* **Consigne donnée a**: Renvoyez, recopiées, toutes les lignes des enregistrements qui contiennent la chaîne « sneaker ». La casse compte.

* **Extrait du document**:
Comme on l'a vu ci-dessus, le programme de configuration configure peut recevoir des options en ligne de commande. Il est recommandé de fournir l'option --enable-__cxa_atexit, qui permet de rendre GCC compatible avec la version 3 de la norme intervendeurs spécifiant le format des interfaces binaires pour les compilateurs C++, et donc de garantir la compatibilité binaire ascendante avec les versions futures de GCC. Cela vous permettra d'éviter d'avoir à recompiler toutes les bibliothèques C++ lors des mises à jour ultérieures de GCC. Il est également recommandé d'utiliser l'option --enable-long-long, qui ajoute le support du type de données « long long, » qui permet de manipuler des données 64 bits sur les machines 32 bits comme les PC, ainsi que l'option --enable-threads, qui permet d'ajouter le support des threads aux langages.

Normalement, le programme de configuration détecte le type de machine et le système utilisé. Cependant, cette détection peut échouer si les types de machines indiqués pour les différents composants du système ne sont pas identiques. Dans ce cas, il vous faudra spécifier la machine hôte à l'aide de l'option --host. La ligne de commande pour la configuration sera alors la suivante :

 
Sélectionnez
srcdir/configure --enable-__cxa_atexit  \
    --enable-long-long --enable-threads --host=configuration

configuration est un triplet de la forme i686-pc-linux-gnu.

* **Consigne donnée b**: D'après l'extrait du document, quelle option permet d'ajouter le support des threads aux langages ?

Enregistrements d'identification de positions
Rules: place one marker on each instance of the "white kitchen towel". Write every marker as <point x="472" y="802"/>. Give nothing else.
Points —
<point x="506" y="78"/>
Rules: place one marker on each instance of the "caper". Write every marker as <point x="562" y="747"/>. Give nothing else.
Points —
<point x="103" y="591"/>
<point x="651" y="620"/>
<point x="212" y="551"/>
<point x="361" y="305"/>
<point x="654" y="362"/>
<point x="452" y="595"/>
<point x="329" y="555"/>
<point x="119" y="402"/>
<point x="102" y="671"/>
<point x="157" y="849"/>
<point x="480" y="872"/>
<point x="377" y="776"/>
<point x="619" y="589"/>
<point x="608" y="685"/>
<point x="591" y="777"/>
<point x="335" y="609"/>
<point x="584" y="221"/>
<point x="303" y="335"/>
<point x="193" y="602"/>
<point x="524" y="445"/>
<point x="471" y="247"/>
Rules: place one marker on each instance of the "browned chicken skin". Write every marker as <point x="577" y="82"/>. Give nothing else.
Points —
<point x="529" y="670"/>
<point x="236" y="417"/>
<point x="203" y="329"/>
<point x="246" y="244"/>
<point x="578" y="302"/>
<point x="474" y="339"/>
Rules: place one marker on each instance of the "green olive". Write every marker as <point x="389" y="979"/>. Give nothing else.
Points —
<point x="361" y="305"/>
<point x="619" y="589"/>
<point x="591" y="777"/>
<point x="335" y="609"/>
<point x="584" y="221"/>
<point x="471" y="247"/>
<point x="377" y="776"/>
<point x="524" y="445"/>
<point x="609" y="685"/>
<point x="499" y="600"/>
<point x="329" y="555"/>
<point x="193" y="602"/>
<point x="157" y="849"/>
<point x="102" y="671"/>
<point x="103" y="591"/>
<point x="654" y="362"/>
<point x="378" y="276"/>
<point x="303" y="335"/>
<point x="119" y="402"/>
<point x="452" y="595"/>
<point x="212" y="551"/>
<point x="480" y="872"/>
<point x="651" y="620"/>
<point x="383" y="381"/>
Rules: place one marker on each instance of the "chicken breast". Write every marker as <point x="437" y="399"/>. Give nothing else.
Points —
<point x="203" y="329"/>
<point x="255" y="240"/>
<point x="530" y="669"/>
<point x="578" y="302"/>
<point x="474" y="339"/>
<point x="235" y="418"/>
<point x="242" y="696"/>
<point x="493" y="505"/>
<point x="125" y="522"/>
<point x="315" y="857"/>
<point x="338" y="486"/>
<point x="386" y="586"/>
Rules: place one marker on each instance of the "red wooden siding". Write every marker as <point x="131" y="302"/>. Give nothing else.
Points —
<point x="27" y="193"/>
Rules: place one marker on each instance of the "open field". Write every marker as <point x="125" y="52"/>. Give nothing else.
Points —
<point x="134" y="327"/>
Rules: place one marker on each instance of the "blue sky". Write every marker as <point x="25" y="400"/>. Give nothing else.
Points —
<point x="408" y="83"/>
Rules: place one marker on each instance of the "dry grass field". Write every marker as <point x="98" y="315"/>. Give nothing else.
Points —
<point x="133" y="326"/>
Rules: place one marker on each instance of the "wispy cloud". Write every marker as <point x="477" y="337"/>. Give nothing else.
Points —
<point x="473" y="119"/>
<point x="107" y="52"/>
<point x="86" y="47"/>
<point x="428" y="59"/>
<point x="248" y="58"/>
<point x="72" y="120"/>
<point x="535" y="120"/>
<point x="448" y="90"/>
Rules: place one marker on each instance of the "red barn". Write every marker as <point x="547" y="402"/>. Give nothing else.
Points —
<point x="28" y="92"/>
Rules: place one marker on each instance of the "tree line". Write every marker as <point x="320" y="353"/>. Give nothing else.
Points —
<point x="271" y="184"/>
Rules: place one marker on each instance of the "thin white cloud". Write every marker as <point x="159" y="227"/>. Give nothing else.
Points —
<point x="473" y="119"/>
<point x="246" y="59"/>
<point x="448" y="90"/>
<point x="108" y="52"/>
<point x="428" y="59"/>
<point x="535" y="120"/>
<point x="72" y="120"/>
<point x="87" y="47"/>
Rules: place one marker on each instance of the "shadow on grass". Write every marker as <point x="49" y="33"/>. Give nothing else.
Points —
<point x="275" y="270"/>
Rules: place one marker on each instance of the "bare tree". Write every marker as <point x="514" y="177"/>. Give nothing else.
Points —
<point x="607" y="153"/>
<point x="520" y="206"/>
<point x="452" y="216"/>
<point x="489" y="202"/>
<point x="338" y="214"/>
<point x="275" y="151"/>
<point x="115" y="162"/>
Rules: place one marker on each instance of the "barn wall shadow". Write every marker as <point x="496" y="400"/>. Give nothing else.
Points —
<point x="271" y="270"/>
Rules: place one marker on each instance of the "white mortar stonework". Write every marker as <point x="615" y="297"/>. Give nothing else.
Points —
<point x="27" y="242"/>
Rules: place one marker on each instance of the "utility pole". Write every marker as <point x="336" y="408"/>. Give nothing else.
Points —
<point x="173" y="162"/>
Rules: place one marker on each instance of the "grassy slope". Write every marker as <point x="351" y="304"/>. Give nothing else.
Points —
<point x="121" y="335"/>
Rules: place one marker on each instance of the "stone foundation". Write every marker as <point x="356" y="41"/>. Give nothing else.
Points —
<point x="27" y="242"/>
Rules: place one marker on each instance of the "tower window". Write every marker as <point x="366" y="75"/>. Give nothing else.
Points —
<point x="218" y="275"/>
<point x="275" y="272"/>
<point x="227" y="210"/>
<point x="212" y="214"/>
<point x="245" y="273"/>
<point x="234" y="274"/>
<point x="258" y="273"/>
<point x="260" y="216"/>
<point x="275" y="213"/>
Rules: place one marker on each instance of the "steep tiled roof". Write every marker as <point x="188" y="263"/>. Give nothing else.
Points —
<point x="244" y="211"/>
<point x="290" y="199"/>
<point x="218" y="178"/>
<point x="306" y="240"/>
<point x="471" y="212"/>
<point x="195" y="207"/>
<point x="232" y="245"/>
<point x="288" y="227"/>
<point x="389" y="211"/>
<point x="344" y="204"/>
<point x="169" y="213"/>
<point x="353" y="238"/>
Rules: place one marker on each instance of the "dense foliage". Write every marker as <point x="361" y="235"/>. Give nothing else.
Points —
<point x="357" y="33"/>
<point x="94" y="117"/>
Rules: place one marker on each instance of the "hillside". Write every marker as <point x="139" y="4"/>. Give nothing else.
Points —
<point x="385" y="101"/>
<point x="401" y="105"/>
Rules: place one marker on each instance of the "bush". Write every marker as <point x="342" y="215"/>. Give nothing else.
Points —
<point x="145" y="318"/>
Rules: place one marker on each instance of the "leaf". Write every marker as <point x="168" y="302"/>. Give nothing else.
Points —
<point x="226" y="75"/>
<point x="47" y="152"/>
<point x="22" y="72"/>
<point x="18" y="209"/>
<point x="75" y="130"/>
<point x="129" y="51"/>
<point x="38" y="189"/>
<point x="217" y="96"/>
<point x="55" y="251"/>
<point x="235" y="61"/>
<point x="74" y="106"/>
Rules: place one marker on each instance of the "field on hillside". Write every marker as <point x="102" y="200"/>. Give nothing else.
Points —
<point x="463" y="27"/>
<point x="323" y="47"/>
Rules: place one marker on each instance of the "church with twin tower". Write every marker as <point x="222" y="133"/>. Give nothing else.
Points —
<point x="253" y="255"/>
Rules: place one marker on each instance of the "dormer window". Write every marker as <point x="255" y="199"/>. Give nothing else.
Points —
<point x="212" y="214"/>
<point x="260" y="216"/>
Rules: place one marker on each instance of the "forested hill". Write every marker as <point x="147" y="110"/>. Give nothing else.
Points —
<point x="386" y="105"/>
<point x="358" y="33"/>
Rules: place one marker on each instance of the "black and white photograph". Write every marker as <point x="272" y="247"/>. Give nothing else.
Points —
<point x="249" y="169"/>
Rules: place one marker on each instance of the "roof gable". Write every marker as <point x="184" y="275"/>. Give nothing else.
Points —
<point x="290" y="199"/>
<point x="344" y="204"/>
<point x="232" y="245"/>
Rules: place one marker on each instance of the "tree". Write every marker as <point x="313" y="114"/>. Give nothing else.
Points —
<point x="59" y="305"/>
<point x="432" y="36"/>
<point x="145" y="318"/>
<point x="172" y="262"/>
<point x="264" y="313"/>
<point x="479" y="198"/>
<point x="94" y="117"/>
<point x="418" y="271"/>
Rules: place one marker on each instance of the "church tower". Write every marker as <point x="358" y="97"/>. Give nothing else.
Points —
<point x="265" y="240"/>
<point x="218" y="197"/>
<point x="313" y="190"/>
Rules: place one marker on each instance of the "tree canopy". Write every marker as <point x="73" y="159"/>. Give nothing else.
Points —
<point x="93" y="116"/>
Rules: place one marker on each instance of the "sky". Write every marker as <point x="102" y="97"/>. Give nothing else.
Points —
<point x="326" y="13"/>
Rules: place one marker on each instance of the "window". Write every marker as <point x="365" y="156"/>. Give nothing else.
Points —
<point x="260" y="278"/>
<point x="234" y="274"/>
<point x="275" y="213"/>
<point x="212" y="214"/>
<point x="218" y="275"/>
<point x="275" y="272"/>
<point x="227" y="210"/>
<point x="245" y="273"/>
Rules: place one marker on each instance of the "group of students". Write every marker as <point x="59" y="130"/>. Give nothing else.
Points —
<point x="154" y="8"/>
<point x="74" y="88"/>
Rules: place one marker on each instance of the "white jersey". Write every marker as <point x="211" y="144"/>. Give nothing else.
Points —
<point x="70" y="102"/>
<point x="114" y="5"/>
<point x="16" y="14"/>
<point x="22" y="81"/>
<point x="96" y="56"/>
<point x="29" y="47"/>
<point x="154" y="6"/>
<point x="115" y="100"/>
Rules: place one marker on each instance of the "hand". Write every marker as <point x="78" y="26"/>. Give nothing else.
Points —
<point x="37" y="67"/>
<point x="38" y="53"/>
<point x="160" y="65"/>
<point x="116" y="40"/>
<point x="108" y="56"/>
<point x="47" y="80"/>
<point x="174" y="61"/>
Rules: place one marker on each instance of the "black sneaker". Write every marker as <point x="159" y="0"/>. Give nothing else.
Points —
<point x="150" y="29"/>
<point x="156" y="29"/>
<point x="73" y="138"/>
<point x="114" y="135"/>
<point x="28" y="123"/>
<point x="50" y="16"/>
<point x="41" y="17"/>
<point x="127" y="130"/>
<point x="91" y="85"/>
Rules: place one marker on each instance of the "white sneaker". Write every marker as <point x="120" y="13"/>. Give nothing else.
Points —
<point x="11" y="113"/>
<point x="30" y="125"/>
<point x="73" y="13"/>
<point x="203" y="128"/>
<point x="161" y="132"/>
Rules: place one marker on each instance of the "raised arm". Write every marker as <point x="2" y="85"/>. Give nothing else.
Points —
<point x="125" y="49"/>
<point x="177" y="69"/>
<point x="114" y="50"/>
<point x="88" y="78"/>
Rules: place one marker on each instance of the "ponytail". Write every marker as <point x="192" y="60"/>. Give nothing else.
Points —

* **Solution rédigée a**:
Rules: place one marker on each instance of the "black sneaker". Write every marker as <point x="159" y="0"/>. Give nothing else.
Rules: place one marker on each instance of the "white sneaker". Write every marker as <point x="120" y="13"/>. Give nothing else.

* **Solution rédigée b**: L'option --enable-threads.